TEXT SEGMENT:
start
There may be a large gender divide in many workplaces, but in the realm of wine, women have been steadily rising to the top. Not only do female consumers outweigh that of men, the number of female winemakers and sommeliers continue to rise every year. There are probably countless reasons as to why women are reigning supreme on the vineyard, but we’ll leave reasoning to the 10 talented ladies we recently spoke with. From California to Italy, from winemakers to sommeliers, these women’s stories are funny, touching, kismet, and inspirational. Plus, their favorite wines make a pretty amazing shopping list.
What started as a small feature is now a full-sized series, so make sure to stay tuned to learn about each and every one of these 10 women in wine. Next up is Diana Garcia Gonzalez, winemaker with Château Corconnac Cru Bourgeois and Château Teynac in Bordeaux, France.
end
REQUIRED TASK 1: In the piece on women in wine, please shorten the paragraph that begins "What started as a small feature" while keeping its main facts.

INPUT FOR THIS TASK:
start
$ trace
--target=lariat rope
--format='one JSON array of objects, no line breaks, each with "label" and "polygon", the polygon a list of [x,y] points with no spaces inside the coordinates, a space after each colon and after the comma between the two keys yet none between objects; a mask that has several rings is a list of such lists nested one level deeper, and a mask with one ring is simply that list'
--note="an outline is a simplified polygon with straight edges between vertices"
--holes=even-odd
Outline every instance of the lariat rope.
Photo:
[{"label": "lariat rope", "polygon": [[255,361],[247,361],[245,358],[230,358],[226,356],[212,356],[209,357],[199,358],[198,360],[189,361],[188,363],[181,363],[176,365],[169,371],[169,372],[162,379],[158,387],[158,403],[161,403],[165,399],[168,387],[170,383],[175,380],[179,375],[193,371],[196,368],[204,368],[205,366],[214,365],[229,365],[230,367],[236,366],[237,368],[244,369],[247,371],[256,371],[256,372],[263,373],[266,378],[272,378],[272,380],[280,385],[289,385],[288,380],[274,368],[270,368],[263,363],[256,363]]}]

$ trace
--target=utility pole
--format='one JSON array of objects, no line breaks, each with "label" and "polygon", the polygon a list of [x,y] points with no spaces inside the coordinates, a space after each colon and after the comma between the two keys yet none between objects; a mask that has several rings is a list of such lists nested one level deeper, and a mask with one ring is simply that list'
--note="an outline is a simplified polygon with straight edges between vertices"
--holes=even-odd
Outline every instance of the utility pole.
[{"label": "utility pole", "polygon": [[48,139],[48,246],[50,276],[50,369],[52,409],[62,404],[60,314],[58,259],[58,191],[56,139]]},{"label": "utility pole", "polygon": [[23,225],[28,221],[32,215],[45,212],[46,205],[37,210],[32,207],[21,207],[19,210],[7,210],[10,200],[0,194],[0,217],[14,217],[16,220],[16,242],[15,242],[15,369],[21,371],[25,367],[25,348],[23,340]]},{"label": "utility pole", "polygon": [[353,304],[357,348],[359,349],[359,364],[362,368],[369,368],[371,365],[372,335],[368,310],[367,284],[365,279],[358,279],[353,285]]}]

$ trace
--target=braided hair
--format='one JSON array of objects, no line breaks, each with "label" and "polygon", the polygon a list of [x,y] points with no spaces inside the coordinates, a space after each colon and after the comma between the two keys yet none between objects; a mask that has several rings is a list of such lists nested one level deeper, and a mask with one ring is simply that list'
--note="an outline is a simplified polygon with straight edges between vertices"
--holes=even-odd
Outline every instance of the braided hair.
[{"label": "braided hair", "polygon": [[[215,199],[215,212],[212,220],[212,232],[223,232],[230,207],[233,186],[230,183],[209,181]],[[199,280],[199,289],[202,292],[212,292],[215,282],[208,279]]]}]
end
REQUIRED TASK 2: Pull out every line of the listing that contains the string "target".

FULL RESPONSE 1: The small feature has grown into a full series profiling 10 women in wine. Next comes Diana Garcia Gonzalez, winemaker with Château Corconnac Cru Bourgeois and Château Teynac in Bordeaux, France.

FULL RESPONSE 2:
--target=lariat rope
--target=utility pole
--target=braided hair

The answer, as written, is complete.